*** Block opens ***

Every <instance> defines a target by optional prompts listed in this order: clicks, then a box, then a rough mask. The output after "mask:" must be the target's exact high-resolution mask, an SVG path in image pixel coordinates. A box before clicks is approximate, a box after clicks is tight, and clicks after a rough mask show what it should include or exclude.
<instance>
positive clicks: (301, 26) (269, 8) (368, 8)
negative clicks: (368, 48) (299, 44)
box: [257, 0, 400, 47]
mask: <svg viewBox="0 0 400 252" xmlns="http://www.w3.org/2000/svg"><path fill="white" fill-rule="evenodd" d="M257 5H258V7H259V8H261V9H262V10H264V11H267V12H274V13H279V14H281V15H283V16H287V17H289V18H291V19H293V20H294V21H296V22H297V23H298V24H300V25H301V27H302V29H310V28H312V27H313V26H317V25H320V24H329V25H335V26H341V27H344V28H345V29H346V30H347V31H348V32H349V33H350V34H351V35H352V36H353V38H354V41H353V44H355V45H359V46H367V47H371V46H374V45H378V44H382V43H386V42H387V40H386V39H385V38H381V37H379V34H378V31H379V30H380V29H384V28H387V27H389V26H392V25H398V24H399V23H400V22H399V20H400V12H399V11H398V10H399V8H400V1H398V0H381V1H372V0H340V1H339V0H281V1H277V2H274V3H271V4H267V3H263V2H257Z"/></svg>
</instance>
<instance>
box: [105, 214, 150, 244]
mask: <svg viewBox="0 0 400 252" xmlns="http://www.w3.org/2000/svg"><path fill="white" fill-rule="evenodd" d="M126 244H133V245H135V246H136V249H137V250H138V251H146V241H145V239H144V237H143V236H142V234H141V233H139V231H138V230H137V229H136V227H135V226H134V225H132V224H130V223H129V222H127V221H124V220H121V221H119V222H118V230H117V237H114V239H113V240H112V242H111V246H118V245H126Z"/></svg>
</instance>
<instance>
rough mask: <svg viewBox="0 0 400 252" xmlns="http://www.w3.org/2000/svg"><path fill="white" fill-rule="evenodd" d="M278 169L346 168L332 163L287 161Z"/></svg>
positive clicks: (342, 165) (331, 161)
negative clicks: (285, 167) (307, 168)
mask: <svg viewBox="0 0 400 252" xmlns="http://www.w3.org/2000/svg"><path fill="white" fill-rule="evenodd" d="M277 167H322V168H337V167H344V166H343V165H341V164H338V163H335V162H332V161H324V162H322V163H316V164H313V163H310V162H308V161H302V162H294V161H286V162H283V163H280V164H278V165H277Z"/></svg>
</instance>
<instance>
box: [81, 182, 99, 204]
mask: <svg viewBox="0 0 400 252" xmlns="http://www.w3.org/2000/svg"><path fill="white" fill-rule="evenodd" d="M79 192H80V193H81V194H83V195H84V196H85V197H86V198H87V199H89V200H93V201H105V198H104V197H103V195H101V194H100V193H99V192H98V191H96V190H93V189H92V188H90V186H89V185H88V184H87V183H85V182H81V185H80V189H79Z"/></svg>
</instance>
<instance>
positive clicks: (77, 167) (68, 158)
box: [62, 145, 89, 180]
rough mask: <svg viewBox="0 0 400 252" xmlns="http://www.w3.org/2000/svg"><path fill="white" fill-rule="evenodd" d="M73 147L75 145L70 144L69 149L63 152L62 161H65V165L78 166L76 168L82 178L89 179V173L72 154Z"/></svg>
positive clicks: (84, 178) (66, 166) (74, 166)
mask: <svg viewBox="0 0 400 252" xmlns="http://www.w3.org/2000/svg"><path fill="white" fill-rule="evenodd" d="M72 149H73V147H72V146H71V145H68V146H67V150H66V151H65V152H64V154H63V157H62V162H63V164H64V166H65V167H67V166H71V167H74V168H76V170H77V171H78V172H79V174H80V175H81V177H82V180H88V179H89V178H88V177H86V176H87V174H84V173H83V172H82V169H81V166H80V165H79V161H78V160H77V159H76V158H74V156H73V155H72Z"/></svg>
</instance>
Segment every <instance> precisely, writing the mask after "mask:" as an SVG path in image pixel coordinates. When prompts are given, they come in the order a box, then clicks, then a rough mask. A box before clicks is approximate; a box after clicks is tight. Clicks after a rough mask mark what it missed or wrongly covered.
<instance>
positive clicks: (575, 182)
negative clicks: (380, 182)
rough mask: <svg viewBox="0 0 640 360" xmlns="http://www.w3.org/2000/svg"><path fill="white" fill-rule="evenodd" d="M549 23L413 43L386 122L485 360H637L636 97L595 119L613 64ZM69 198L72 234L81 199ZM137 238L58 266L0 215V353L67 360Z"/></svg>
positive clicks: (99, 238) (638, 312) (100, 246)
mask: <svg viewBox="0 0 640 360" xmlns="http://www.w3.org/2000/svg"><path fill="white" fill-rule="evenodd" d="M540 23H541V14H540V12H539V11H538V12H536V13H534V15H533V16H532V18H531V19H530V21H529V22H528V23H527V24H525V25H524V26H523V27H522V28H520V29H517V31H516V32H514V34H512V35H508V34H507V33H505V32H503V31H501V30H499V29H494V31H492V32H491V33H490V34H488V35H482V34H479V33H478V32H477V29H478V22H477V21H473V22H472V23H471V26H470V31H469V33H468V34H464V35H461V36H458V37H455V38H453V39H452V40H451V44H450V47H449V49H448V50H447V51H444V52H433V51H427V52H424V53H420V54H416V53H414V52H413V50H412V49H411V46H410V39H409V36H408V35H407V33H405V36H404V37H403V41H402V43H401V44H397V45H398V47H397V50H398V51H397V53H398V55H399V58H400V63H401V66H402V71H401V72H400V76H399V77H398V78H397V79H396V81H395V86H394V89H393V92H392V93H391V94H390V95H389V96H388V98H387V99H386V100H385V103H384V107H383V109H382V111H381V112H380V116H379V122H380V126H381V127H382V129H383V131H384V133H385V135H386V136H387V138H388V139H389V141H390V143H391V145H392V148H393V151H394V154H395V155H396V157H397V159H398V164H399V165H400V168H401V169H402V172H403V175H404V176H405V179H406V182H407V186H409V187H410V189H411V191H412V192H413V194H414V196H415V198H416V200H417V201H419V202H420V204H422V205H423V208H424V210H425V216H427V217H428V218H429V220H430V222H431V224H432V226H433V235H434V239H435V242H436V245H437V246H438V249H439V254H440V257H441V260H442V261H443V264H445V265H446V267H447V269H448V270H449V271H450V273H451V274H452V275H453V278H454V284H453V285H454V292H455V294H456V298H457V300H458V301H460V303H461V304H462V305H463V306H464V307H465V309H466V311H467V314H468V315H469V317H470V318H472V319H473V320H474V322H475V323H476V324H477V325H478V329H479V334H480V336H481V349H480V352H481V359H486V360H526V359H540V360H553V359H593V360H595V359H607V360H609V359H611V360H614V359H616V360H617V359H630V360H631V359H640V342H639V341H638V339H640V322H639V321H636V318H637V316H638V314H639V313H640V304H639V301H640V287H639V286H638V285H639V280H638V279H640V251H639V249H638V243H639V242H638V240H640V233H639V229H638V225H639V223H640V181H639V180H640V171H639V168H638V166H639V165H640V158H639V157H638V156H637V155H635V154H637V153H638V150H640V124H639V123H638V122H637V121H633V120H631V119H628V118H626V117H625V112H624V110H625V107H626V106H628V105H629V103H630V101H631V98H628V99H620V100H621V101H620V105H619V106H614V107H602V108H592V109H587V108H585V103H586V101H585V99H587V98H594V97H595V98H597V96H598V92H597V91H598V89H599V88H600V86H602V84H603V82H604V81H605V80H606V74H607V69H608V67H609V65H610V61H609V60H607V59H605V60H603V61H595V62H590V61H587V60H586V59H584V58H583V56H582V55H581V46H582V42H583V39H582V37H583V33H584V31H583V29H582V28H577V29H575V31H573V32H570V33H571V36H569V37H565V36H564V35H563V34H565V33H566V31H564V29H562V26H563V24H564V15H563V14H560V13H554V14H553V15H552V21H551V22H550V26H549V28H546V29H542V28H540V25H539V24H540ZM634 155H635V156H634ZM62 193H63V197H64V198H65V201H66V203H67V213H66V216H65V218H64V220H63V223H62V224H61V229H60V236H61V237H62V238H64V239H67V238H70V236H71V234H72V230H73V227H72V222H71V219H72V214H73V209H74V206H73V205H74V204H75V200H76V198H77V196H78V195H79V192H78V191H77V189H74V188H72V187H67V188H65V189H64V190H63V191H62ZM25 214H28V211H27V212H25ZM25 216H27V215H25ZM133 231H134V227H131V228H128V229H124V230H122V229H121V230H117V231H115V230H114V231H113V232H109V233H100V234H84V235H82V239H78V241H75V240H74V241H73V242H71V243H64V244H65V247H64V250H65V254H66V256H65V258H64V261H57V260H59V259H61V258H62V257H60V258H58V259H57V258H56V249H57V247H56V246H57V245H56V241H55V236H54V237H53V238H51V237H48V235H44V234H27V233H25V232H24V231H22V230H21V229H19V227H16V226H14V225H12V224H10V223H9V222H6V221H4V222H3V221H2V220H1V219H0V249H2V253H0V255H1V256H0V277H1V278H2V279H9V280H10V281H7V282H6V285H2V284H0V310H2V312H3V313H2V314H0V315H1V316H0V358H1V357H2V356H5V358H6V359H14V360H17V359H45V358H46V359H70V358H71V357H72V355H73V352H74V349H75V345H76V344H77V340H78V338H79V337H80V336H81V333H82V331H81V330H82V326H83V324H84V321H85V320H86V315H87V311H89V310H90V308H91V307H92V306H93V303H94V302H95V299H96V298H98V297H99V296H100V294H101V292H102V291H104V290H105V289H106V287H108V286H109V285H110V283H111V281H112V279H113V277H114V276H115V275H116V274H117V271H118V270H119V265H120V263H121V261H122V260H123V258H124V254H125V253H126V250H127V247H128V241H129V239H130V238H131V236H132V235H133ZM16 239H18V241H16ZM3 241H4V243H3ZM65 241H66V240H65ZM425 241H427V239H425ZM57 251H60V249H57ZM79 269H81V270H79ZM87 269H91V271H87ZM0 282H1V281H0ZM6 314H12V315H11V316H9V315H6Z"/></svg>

*** Block closes ***

▸ **Exercise**:
Once the line containing "negative clicks: (368, 48) (299, 44)" has been written out, please stop; every line before it, back to the first line of the records above, should be given exactly.

▸ **Exercise answer**:
Every <instance> defines a target by optional prompts listed in this order: clicks, then a box, then a rough mask. The output after "mask:" must be the target's exact high-resolution mask, an SVG path in image pixel coordinates. A box before clicks is approximate, a box after clicks is tight, and clicks after a rough mask show what it should include or exclude.
<instance>
positive clicks: (301, 26) (269, 8) (368, 8)
negative clicks: (368, 48) (299, 44)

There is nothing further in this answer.